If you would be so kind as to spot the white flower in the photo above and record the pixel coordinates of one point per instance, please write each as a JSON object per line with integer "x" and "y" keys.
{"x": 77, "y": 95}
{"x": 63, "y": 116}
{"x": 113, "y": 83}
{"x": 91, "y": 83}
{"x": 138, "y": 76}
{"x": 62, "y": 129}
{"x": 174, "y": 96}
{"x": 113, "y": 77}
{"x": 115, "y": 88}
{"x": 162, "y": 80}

---

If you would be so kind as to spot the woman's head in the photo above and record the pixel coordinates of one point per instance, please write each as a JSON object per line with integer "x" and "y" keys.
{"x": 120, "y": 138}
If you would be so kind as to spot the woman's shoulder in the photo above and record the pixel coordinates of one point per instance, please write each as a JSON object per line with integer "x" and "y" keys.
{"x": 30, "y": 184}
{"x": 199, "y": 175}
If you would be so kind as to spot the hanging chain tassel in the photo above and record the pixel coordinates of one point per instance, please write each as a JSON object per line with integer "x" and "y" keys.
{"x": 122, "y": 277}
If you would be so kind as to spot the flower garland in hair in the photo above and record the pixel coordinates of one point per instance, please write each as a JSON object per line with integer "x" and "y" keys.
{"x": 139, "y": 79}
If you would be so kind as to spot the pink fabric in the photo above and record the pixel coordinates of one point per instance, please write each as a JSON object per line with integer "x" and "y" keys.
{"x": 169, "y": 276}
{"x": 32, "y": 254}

--

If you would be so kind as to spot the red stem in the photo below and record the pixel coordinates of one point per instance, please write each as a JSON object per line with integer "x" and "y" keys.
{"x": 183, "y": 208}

● **EJERCICIO ESCRITO**: Indica cuántas líneas del material contienen la cadena "woman", teniendo en cuenta mayúsculas y minúsculas, y responde únicamente con el número.

● **RESPUESTA AL EJERCICIO**: 2